- Data for the task -
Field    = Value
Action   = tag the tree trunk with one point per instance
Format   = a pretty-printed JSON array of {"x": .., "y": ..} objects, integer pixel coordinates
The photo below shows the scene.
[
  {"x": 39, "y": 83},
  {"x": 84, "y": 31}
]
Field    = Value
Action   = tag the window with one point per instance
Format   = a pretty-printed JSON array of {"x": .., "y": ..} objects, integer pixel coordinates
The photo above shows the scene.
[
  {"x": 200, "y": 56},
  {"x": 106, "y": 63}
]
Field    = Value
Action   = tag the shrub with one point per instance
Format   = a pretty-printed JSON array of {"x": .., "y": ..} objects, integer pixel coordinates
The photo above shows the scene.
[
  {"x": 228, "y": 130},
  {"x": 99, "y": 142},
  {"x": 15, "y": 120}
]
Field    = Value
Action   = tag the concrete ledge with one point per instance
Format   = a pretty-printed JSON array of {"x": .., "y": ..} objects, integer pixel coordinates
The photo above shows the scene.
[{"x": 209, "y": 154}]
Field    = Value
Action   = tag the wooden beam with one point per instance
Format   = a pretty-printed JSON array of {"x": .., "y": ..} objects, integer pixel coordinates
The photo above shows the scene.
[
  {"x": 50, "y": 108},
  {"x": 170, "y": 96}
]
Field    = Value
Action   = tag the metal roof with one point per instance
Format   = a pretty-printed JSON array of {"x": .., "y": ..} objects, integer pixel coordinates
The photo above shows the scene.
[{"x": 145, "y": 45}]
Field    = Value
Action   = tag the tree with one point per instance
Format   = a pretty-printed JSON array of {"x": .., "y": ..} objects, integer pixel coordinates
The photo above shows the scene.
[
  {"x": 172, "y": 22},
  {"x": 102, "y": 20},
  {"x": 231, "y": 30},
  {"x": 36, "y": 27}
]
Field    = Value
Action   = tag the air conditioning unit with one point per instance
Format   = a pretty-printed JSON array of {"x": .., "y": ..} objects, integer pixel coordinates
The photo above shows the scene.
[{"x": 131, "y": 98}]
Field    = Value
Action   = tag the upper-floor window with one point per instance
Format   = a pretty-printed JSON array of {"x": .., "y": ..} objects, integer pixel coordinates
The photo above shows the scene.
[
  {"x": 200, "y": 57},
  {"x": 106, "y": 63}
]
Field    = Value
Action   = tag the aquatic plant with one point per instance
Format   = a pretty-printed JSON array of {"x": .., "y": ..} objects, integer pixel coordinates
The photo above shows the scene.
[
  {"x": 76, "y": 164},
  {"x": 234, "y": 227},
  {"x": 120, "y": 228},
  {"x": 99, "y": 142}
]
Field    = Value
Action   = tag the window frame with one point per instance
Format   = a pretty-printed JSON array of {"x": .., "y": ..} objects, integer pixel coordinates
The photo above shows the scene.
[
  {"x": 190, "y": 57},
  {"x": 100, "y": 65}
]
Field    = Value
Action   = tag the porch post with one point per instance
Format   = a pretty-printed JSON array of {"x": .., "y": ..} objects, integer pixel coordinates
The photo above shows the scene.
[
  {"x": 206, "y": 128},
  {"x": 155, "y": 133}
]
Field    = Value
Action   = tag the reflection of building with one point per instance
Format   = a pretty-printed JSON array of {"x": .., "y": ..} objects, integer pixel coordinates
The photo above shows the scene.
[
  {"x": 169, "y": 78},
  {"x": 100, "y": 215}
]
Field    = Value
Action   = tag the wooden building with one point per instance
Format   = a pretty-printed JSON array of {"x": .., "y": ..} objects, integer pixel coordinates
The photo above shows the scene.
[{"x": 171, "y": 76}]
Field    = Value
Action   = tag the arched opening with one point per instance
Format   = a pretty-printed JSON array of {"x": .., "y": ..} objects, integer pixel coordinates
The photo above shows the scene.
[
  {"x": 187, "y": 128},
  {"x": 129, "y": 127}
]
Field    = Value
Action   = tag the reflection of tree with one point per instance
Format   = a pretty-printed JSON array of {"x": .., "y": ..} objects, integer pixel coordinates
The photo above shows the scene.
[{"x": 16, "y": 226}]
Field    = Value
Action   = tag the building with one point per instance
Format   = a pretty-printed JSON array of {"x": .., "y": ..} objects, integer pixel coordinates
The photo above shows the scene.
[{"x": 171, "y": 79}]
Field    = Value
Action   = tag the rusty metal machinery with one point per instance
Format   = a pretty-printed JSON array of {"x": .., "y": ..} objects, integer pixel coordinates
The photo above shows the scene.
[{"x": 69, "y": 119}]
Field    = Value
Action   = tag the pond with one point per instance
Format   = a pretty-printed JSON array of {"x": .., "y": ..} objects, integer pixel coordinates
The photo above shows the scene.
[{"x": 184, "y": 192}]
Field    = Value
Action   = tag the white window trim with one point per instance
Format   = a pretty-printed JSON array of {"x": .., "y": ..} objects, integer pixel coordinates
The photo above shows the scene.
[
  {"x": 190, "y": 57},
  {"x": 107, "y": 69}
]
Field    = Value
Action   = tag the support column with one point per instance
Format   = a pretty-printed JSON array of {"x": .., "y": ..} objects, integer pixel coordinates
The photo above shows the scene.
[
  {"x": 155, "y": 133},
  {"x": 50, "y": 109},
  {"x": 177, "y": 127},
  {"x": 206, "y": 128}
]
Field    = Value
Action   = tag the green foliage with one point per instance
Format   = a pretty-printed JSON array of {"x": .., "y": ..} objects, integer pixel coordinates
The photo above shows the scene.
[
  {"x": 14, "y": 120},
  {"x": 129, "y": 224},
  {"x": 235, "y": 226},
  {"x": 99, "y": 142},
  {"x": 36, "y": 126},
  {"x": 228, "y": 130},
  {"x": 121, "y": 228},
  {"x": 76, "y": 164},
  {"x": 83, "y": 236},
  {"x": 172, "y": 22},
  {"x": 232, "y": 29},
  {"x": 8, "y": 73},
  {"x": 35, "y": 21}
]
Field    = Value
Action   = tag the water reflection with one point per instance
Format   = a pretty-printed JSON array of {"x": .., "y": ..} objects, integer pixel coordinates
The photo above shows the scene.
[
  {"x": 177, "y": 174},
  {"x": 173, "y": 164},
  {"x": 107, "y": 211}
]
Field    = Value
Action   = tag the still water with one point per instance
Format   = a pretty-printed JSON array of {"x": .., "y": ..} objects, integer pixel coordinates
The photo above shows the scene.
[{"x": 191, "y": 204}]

- Direction -
Count the lines of the data above that contain the string "window", treating uppercase and lowercase as different. Give only the number.

- Solved problem -
4